Start of Document excerpt

I think this amounts to inter-function typestate?

My first instinct here is that this is lots of new compiler magic. And I think it's effectively new syntax -- it might look like a macro, but as far as I know the macro in something like

fn init_foo1(mut foo: partial_uninit!((b) Foo)) -> Foo {

can't expand to anything that currently exists. (After all, such a macro can't know anything about Foo because such information is not available at macro expansion time.)

The lang team is also skeptical of new auto traits -- for example, I might have written a custom Rc type, but it sounds like this proposal would make it UB because I'm not guarding my clone by T: FullyInit. And making existing sound code unstable isn't something we generally want to do. Or, worse, I can call Arc::clone for any T today, so adding a new bound to would be a breaking change, and thus is a non-starter.

That said, I know libs-api is interested in making it easier to work with uninit stuff. One thing that came up recently is that things like Arc are growing a longer and longer list of APIs like new_uninit and new_uninit_slice and new_zeroed and ..., so anyone interested in making a plan for a more holistic way to do things like that across Rc/Arc/Box/more would be welcome.

My suggestion for now would be to start with seeing what can happen at the library level, and see how far you can get. (Probably outside std initially, for the fastest iteration speed.) For example, I suspect that "create a second type that wraps all the fields in MaybeUninit<...>" would be possible in a derive macro, and that's likely fine -- making this opt-in for types would be fine, since not every type needs or wants it. (That doesn't do the typestate parts, but could be a useful primitive underneath it. And that derive could also fail for things that aren't repr(C), since you're clearly wanting transmute through this, but that's UB for most types. Etc.)

y86-dev · April 8, 2022, 8:22pm

I see, that crate looks really useful and awesome in situations where you own the data. However when dealing with pinned self referential structs in reference counted wrappers (or when interfacing with existing types, where all you have is a pinned pointer), you cannot use the builder pattern:

use makeit::*;
use std::{pin::*, sync::*};

/// Binding to some C struct:
#[derive(Builder)]
#[repr(C)]
pub struct DoubleListNode {
    next: *const (),
    prev: *const (),
}

#[derive(Builder)]
#[repr(C)]
pub struct SomethingInAList {
    node: DoubleListNode,
    data: u64,
}

fn main() {
    let sial = Arc::pin(Mutex::new(SomethingInAList::builder().set_data(42)));
    unsafe {
        // SAFETY: sial is pinned in the Arc and we never misuse the Mutex (the mutex api is very
        // bad for this purpose, but imagine if it would play nicely here [we would not need this
        // unsafe])
        let guard = sial.lock().unwrap();
        let ptr = &mut *guard as *const _ as *const ();
        Pin::new_unchecked(&mut *guard).set_next(ptr);
        // ^^ compiler error here: method not found for Pin<&mut SomethingInAListBuilder<NodeUnset, DataSet>> 
        Pin::new_unchecked(&mut *guard).set_prev(ptr);
        // same problem here
    }
    let _: Pin<Arc<Mutex<SomethingInAList>>> = sial;
    // ^^ also type error here, because sial is not completely initialized. 
}

I think your crate solves the issue of partial initialization of owned data perfectly, sadly not only that kind of partial initialization exists.

y86-dev · April 8, 2022, 9:21pm

Yes inter-function typestate is a good way to describe this, maybe that would be a possible generalization.

End of Document excerpt
Start of Information provided

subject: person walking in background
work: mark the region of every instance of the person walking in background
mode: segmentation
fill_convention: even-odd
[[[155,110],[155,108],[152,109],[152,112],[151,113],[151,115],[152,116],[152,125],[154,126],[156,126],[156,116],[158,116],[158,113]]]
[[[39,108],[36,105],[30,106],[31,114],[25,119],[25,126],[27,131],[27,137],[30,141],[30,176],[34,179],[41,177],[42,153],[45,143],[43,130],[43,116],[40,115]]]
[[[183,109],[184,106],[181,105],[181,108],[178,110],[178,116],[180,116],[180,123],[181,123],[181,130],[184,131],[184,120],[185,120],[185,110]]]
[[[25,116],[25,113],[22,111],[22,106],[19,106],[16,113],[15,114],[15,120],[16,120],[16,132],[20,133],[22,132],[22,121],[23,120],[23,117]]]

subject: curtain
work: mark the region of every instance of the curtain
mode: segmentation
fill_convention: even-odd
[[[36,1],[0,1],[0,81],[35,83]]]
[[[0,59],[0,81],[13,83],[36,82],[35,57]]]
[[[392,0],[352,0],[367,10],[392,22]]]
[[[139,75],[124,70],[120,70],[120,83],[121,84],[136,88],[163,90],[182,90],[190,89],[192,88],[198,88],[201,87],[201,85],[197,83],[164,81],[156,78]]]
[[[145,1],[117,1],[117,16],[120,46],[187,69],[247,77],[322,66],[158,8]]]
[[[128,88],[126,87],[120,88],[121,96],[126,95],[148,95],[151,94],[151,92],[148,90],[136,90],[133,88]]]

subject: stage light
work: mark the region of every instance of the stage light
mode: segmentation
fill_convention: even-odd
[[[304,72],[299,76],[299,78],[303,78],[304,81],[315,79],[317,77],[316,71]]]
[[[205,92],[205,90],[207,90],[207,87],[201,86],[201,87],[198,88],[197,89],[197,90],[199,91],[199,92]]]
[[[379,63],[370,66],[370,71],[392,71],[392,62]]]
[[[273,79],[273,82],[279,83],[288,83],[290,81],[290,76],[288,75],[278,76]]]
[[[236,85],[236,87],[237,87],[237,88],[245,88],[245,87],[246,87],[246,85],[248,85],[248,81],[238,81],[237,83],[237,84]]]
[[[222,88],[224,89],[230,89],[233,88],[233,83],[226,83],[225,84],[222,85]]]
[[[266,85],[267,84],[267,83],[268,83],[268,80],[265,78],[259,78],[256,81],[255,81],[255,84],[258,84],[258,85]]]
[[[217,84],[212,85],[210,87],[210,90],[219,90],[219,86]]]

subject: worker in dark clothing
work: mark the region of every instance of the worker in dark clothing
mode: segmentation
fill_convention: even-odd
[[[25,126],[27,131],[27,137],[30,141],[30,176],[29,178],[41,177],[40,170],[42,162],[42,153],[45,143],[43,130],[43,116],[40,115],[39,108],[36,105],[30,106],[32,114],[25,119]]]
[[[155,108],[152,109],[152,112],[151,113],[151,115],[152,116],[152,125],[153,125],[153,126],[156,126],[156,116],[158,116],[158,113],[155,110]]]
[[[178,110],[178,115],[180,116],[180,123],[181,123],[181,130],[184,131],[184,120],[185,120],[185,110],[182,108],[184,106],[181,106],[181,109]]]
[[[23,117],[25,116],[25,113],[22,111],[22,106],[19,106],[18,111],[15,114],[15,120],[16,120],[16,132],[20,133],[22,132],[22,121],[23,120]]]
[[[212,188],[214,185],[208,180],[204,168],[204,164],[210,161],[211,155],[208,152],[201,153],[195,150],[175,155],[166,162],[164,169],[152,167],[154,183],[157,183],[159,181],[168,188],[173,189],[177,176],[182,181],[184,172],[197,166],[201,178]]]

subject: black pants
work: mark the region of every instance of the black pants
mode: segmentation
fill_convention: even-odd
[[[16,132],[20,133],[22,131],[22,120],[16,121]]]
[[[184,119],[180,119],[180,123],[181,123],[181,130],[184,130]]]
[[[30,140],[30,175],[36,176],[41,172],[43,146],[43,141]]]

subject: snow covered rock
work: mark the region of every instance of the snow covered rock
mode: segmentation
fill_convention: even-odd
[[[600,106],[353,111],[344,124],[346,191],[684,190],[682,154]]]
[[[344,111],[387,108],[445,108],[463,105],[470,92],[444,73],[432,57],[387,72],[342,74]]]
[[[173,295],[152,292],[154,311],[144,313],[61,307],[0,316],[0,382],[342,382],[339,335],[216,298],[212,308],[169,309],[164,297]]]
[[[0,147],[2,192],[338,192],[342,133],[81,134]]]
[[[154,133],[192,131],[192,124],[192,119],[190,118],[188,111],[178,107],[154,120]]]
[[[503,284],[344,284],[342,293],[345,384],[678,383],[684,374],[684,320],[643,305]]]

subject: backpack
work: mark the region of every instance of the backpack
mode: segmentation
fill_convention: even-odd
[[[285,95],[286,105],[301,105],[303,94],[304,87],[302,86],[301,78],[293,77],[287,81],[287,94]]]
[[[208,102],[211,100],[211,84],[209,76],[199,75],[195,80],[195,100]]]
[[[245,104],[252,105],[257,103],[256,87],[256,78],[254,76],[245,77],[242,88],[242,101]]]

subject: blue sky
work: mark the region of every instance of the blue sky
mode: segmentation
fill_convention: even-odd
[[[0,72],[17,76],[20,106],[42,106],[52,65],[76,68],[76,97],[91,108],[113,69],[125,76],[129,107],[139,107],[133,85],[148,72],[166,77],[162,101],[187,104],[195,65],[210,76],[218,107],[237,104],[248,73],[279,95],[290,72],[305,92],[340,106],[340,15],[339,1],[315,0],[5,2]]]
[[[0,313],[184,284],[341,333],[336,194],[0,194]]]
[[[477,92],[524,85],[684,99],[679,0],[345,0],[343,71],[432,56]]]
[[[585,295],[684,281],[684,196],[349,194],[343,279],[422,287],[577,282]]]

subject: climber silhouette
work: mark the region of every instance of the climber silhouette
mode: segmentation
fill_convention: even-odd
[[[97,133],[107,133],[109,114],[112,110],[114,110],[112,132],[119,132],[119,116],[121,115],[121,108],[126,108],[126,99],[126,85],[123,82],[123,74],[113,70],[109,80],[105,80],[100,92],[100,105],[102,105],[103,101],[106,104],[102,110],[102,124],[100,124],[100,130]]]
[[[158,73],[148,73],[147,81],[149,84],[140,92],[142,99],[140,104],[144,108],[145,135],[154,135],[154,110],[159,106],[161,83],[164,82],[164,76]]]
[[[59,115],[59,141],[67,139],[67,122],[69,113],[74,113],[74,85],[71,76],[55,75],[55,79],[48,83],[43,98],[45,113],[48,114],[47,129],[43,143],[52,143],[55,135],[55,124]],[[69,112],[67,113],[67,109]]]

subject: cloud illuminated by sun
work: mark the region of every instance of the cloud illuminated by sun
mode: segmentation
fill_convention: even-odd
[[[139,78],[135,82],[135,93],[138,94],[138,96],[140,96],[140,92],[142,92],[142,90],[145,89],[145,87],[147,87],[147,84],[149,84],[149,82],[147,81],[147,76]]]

End of Information provided

*Objectives*:
a – Decide whether each statement agrees with the Rust forum thread, answering yes or no and quoting the exact words that settle it. (i) The lang team is wary of adding new auto traits. (ii) The suggested library experiment should begin inside std for the fastest iteration. (iii) The builder pattern works for pinned self-referential structs held in reference-counted wrappers.
b – Please carry on the Rust forum thread from its final post, staying with partial initialization.

*The results*:
a –
(i) Yes: "The lang team is also skeptical of new auto traits"
(ii) No: "(Probably outside std initially, for the fastest iteration speed.)"
(iii) No: "However when dealing with pinned self referential structs in reference counted wrappers (or when interfacing with existing types, where all you have is a pinned pointer), you cannot use the builder pattern"

b –
It definitely is a lot of compiler magic, but i feel like rust already provides a lot of compiler magic (e.g. borrow checker, futures, matching, ZST etc.) so i feel like it would be the language that could do this right, the inter-function typestate could also be rather restrictive at the beginning. Partial initialization (PI) just does not feel ergonomic at all in rust, in C it still feels like doing normal C. But coding C also feels like balancing a running chainsaw on a unicycle while blindfolded. PI is nothing that should require unsafe in the first place, (a simple let a; a = ...; deals with it although in this case the part is already well defined for the compiler).

scottmcm:

And I think it's effectively new syntax -- it might look like a macro, but as far as I know the macro in something like
fn init_foo1(mut foo: partial_uninit!((b) Foo)) -> Foo {
can't expand to anything that currently exists. (After all, such a macro can't know anything about Foo because such information is not available at macro expansion time.)

With 'no new syntax' i mean it would not require authors of proc-macro crates and their dependencies (syn, quote etc.) to accommodate the new syntax. If it were some syntax like Foo(<initialized stuff here>) suggested by a prior attempt that would require some bigger changes in syn/quote and proc-macros dealing with types would have to account for that. Of course it will not be a macro like any other macro, but it would still expand to some type at macro evaluation time, the compiler just has full control over that type and allows for this type to be handled specially (automatic coercion etc.).

Yes this proposal would unfortunately make your custom Rc produce unsoundness^[1]. And you are also right about the breakage of a function using Arc::clone with a generic T, that seems to have slipped by write-up... I do not yet see an easy way out, implicitly expecting T: FullyInit (similar to Sized) might work to prevent the {Arc,Rc}::clone and then one would only need to add T: ?FullyInit to functions supporting PI types. I think that this way existing code should still work, but smart pointers and other wrappers would need the additional bound relaxation. Is there another reason why the lang team is skeptical of new auto traits or is it to keep down the amount of auto trait clutter?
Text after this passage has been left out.